*LA CONSEGNA*
Ricopia parola per parola tutti i record qui sotto, dal primo all'ultimo. Lascia fuori le immagini.

*MATERIALE DELL'ESERCIZIO*

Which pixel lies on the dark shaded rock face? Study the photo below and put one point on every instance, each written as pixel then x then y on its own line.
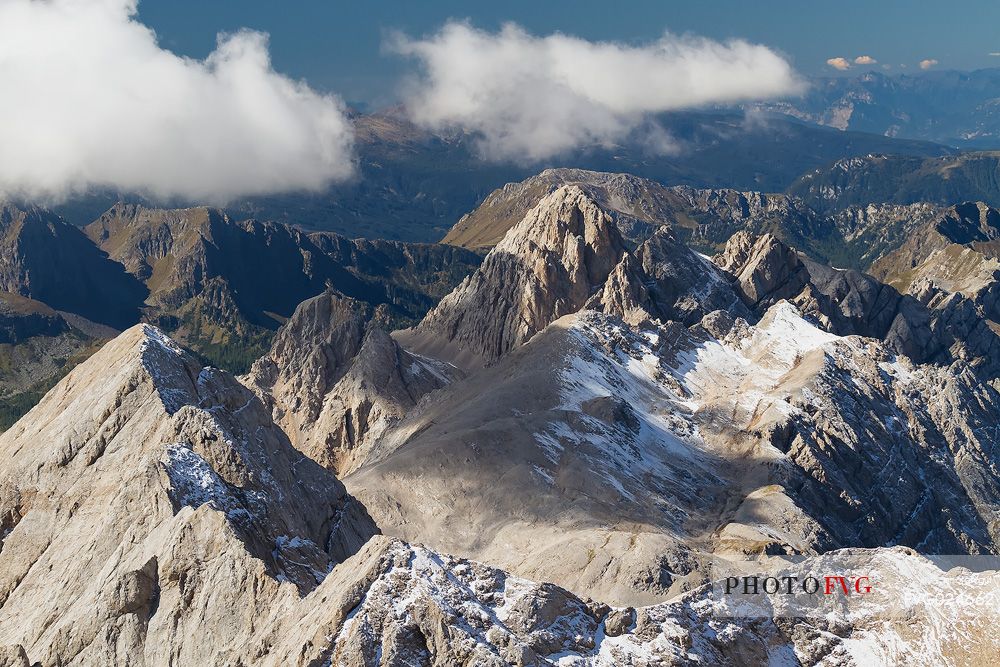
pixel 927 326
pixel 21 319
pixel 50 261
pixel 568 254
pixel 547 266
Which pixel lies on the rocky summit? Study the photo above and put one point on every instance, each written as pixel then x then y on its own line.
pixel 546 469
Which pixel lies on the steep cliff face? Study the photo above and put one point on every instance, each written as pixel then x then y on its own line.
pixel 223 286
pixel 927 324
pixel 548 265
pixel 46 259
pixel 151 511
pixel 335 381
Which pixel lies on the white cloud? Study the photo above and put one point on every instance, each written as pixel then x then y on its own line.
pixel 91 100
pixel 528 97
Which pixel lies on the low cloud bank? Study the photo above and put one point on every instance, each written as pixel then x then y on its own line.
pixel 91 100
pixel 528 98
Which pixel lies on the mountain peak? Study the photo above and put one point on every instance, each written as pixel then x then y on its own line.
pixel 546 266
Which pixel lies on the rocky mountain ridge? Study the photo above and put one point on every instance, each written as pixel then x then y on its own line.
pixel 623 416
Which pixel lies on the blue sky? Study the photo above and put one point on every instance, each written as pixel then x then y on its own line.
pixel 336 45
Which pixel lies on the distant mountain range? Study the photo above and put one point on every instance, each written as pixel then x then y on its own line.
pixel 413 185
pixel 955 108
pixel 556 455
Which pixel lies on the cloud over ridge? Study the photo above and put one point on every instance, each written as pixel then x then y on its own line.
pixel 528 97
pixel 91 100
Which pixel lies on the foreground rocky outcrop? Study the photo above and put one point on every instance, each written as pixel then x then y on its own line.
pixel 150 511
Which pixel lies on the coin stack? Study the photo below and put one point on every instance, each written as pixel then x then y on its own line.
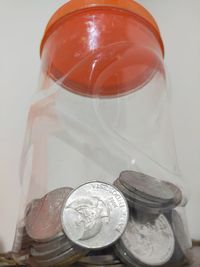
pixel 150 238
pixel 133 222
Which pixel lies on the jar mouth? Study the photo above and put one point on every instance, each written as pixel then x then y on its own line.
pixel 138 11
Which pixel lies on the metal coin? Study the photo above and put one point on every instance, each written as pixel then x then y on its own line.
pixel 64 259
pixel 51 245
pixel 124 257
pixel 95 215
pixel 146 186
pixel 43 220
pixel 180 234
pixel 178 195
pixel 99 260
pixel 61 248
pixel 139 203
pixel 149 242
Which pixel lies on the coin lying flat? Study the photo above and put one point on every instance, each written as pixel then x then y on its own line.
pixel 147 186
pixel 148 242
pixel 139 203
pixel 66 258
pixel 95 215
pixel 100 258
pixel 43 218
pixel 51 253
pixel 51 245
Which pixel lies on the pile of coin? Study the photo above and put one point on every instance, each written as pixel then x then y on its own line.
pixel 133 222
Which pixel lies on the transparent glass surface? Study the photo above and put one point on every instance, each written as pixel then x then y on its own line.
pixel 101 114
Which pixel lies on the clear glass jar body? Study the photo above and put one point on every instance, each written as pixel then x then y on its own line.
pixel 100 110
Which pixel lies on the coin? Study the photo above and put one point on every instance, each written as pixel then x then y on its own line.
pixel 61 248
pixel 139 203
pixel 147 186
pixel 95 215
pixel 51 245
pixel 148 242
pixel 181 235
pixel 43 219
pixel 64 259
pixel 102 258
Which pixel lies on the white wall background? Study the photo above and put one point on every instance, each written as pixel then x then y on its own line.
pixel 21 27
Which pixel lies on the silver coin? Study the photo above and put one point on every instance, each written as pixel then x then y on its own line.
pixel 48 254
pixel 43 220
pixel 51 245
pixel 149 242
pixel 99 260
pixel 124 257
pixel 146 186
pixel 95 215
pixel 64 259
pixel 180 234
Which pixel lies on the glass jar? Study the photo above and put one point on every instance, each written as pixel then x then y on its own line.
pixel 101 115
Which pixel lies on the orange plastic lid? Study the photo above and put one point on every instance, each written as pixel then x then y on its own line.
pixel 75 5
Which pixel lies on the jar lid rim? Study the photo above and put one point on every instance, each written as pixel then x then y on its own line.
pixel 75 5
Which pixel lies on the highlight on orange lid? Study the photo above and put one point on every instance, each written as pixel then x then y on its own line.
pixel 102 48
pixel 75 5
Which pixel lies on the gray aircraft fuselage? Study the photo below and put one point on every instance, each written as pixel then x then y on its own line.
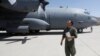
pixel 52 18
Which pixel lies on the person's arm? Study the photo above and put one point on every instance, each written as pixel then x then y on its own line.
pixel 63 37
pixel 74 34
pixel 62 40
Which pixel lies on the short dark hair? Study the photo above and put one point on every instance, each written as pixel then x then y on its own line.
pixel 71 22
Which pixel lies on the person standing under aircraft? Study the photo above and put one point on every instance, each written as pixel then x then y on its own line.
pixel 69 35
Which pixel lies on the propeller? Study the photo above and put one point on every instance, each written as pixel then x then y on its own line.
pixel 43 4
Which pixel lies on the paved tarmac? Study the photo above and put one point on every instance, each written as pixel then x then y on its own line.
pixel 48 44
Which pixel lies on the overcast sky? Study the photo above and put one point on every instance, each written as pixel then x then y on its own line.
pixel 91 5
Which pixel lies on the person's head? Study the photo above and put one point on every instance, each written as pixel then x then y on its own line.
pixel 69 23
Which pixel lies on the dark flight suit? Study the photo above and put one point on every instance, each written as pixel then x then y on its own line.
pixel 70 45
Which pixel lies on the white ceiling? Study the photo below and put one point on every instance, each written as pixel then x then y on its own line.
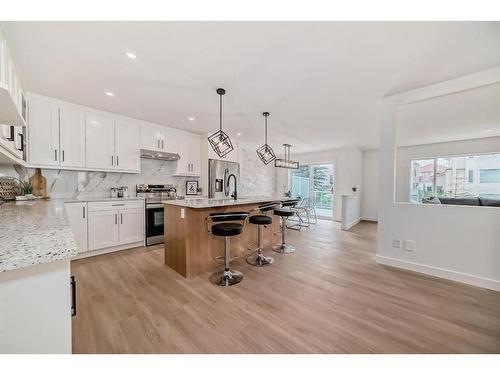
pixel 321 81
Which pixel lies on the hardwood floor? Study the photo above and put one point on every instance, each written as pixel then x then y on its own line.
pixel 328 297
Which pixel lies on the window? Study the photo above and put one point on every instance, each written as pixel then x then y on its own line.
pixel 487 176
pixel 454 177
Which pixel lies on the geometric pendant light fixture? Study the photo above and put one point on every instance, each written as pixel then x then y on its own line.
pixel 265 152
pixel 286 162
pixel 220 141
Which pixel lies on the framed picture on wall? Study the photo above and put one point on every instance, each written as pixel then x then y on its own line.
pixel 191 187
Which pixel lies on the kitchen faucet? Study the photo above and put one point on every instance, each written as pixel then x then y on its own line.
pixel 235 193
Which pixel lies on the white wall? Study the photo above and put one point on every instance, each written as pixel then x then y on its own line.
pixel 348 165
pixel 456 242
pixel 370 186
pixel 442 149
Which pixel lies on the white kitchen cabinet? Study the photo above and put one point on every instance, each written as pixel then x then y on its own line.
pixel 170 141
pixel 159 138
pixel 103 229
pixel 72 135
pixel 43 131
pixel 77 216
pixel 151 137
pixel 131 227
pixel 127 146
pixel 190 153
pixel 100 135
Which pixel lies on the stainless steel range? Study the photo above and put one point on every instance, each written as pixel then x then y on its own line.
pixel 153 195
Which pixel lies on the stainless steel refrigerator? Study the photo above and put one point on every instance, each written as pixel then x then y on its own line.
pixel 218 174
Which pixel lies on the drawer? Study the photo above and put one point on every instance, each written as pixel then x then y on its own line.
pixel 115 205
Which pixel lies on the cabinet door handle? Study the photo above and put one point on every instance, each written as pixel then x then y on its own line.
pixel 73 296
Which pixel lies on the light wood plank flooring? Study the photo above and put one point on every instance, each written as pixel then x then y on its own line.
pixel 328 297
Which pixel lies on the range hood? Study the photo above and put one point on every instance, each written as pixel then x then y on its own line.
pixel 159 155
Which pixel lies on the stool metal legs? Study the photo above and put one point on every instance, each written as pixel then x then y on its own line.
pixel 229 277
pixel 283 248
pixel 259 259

*ESERCIZIO SVOLTO*
Which pixel lies on the dark shaded rock face? Study the photo below and put one point on every instance, each written as pixel then x then y on its own line.
pixel 927 326
pixel 21 319
pixel 50 261
pixel 568 254
pixel 547 266
Which pixel lies on the rocky summit? Study the photo above and put one point on every instance, each written as pixel then x then y on its own line.
pixel 546 469
Which pixel lies on the steep cliff face? Study the photo above and put one point on every instance, each written as pixel then x then y on its own line.
pixel 223 286
pixel 927 324
pixel 548 265
pixel 46 259
pixel 151 511
pixel 335 381
Which pixel lies on the white cloud? Study the photo above and put one point on every instance, each written as pixel then x then y on its own line.
pixel 91 100
pixel 528 97
Which pixel lies on the low cloud bank? Study the photo above and put one point on every instance, each written as pixel then x then y on its own line.
pixel 91 100
pixel 528 98
Which pixel lies on the mountain peak? Study the photo above and put one point on every instance, each written as pixel then x then y on its own line.
pixel 546 266
Which pixel lies on the rocky mountain ridge? Study the photo above and put one point on every instance, each written as pixel then x then y on its own line.
pixel 623 416
Which pixel lies on the blue sky? Study the photo above and put one point on every instance, each written as pixel then x then y on its own line.
pixel 336 45
Which pixel lies on the distant mountain range? Study the photo above and put one point on every instance, each written as pixel then x then y on its own line.
pixel 413 185
pixel 955 108
pixel 556 455
Which pixel lies on the cloud over ridge? Study the photo above and put one point on every instance, each written as pixel then x then y on its own line.
pixel 528 97
pixel 91 100
Which pixel lies on the foreground rocky outcrop? Study the photo above and put one point on every instance, each written as pixel then x then y on its own line.
pixel 150 511
Which pixel lies on the coin stack? Study the photo below and put one point on every instance, each written as pixel then x then y on its own line.
pixel 150 238
pixel 133 222
Which pixel lies on the jar mouth? Study the photo above and put one point on every instance, each written as pixel then x then y on its own line.
pixel 138 11
Which pixel lies on the metal coin? Study the photo above and put one point on every instance, each written as pixel then x then y on its own line.
pixel 64 259
pixel 51 245
pixel 124 257
pixel 95 215
pixel 146 186
pixel 43 220
pixel 180 234
pixel 178 195
pixel 99 260
pixel 61 248
pixel 139 203
pixel 149 242
Which pixel lies on the coin lying flat? Study the photo above and put one point on every instance, each written as pixel then x then y on its own line.
pixel 147 186
pixel 148 242
pixel 139 203
pixel 66 258
pixel 95 215
pixel 100 258
pixel 43 218
pixel 51 253
pixel 51 245
Which pixel lies on the pile of coin? Study the photo above and put one point on every instance, each written as pixel then x then y on its own line.
pixel 133 222
Which pixel lies on the transparent glass surface? Study the photo above and put one point on every instance, each written as pixel then x then y on its own line.
pixel 101 114
Which pixel lies on the clear glass jar body? Study the photo above and put one point on every instance, each written as pixel then x then y on its own line.
pixel 100 110
Which pixel lies on the coin? Study the photo above and put one point on every instance, each written as pixel then x then y on its own line.
pixel 61 248
pixel 139 203
pixel 147 186
pixel 95 215
pixel 51 245
pixel 148 242
pixel 181 235
pixel 43 219
pixel 64 259
pixel 102 258
Which pixel lies on the white wall background? Study the photo above and put one point on every instance, each written as pixel then x then y on its own line.
pixel 21 27
Which pixel lies on the silver coin? Study the photo above and put one point on every instance, each written as pixel then x then y on its own line.
pixel 48 254
pixel 43 220
pixel 51 245
pixel 149 242
pixel 99 260
pixel 124 257
pixel 146 186
pixel 95 215
pixel 64 259
pixel 180 234
Which pixel lies on the glass jar? Study the photo above and put one point on every instance, each written as pixel then x then y on its own line.
pixel 101 115
Which pixel lies on the orange plastic lid? Study the photo above and put one point on every instance, each written as pixel then x then y on its own line.
pixel 75 5
Which pixel lies on the jar lid rim? Study the photo above and put one point on every instance, each written as pixel then x then y on its own line.
pixel 75 5
Which pixel lies on the highlight on orange lid? Study the photo above and put one point on every instance, each written as pixel then x then y on its own line.
pixel 102 48
pixel 75 5
Which pixel lies on the gray aircraft fuselage? Study the photo below and put one point on every instance, each written as pixel then x then y on its own line.
pixel 52 18
Which pixel lies on the person's arm? Study the photo above and put one point on every instance, each written as pixel then x then y on its own line.
pixel 63 37
pixel 74 34
pixel 62 40
Which pixel lies on the short dark hair? Study the photo above and put one point on every instance, each written as pixel then x then y on its own line.
pixel 71 22
Which pixel lies on the person standing under aircraft? Study the photo above and put one point on every instance, each written as pixel then x then y on its own line.
pixel 69 35
Which pixel lies on the propeller? Study the photo above and put one point on every instance, each written as pixel then x then y on its own line.
pixel 43 4
Which pixel lies on the paved tarmac? Study the photo above and put one point on every instance, each written as pixel then x then y on its own line.
pixel 48 44
Which pixel lies on the overcast sky? Study the photo above and put one point on every instance, each written as pixel then x then y on its own line.
pixel 91 5
Which pixel lies on the person's head? Study the photo above and put one point on every instance, each written as pixel then x then y on its own line.
pixel 69 23
Which pixel lies on the dark flight suit? Study the photo above and put one point on every instance, each written as pixel then x then y on its own line.
pixel 70 45
Which pixel lies on the white ceiling? Study the photo below and put one point on every instance, each written as pixel then x then y on its own line.
pixel 321 81
Which pixel lies on the hardwood floor? Study the photo above and put one point on every instance, each written as pixel then x then y on its own line.
pixel 328 297
Which pixel lies on the window? Study the photo above and put one point on every instance, each written as pixel then x then y on its own line.
pixel 487 176
pixel 454 177
Which pixel lies on the geometric pendant light fixture? Study the photo above and put one point on every instance, each written as pixel then x then y on its own line.
pixel 265 152
pixel 286 162
pixel 220 141
Which pixel lies on the framed picture on wall? Study the photo above and put one point on every instance, each written as pixel then x then y on its own line.
pixel 191 187
Which pixel lies on the kitchen faucet? Study the photo above and put one point on every instance, each written as pixel then x then y on its own line.
pixel 235 193
Which pixel lies on the white wall? Study the photo above and put one point on every instance, each written as pixel then x then y on its own line.
pixel 348 165
pixel 456 242
pixel 370 186
pixel 442 149
Which pixel lies on the white kitchen cabinet? Study the photo above and put one point on every instance, each written as pixel then x then y on its own line.
pixel 170 141
pixel 159 138
pixel 103 229
pixel 72 135
pixel 43 131
pixel 77 216
pixel 151 137
pixel 131 227
pixel 127 146
pixel 190 153
pixel 100 135
Which pixel lies on the stainless steel range? Study the photo above and put one point on every instance, each written as pixel then x then y on its own line.
pixel 153 195
Which pixel lies on the stainless steel refrigerator? Study the photo above and put one point on every instance, each written as pixel then x then y on its own line.
pixel 218 174
Which pixel lies on the drawer? Study the photo above and put one point on every instance, each written as pixel then x then y on its own line.
pixel 115 205
Which pixel lies on the cabinet door handle? Study the photo above and put one point on every instance, each written as pixel then x then y on its own line.
pixel 73 296
Which pixel lies on the light wood plank flooring? Study the photo above and put one point on every instance, each written as pixel then x then y on its own line.
pixel 328 297
Which pixel lies on the range hood? Study the photo above and put one point on every instance, each written as pixel then x then y on its own line.
pixel 159 155
Which pixel lies on the stool metal legs? Study the photo above and put one point on every instance, each written as pixel then x then y on its own line.
pixel 229 277
pixel 283 248
pixel 259 259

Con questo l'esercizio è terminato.